* GIVEN TEXT *
┌──

The business case for storing all of this big data is that it will yield game-changing insights. A recent Harvard Business Review poll found 85 percent of the executives surveyed expect to gain substantial business and IT advantage from big data. The reality is that to deliver on these executive expectations the organization must integrate and analyze big data, as well as collect it.

Hadoop has been a powerful first step in harnessing big data and is ideal for a variety of tasks that are essential to big data analytics. It provides affordable storage on large data volumes, enables fast data ingest and its schema-free orientation makes it suited for storing vast quantities of data in the most granular forms. Good for batch processing, Hadoop supports massive simple ETL (extract-transform-load) while providing the ability to readily scale up to handle more data or to shorten processing time.

└──

* SUPPLIED DATA *

┌──

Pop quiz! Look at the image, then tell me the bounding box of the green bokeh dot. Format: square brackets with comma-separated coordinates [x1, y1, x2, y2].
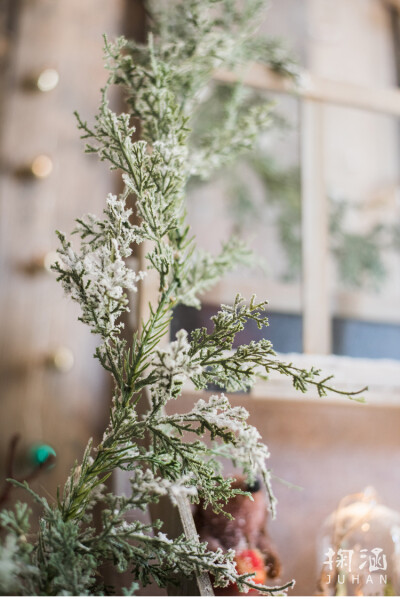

└──

* YOUR TASKS *
(a) According to the big data text, what percentage of executives surveyed in the Harvard Business Review poll expect to gain substantial business and IT advantage from big data?
(b) Continue the text on big data and Hadoop from its final sentence.

* WRITTEN RESPONSES *
(a) 85 percent

(b)
Hadoop’s Gotcha

Despite these benefits and being the defacto tool of choice for big data collection, a growing portion of advanced big data practitioners are finding that Hadoop tools are marginal at best for big data integration and analytics of structured data. Relative to expectations of the business intelligence community, Hadoop query times are slow, its access methods are arcane, it isolates data subject areas from each other, and it lacks a rich third-party ecosystem of tools for analysis, reporting, and presentation.

DBMS Analytics at Hadoop Scale

In comparison to Hadoop and its noSQL off-shoots such as Hive, HBase, Casandra, Pig, et al., big data DBMS (database management system) solutions – i.e., SQL engines — are enticing for a variety of reasons. Compared to Hadoop solutions, the big data DBMS solutions have fast query response times and make it easy to join disparate data. SQL skills are ubiquitous, and the third party tool ecosystem is robust.

In order to derive maximum business value from big data, it needs to be integrated with existing legacy data from corporate systems and external data providers. These data sets, in overwhelming proportion, reside in SQL data stores, such as data warehouses, data hubs, and operational data stores.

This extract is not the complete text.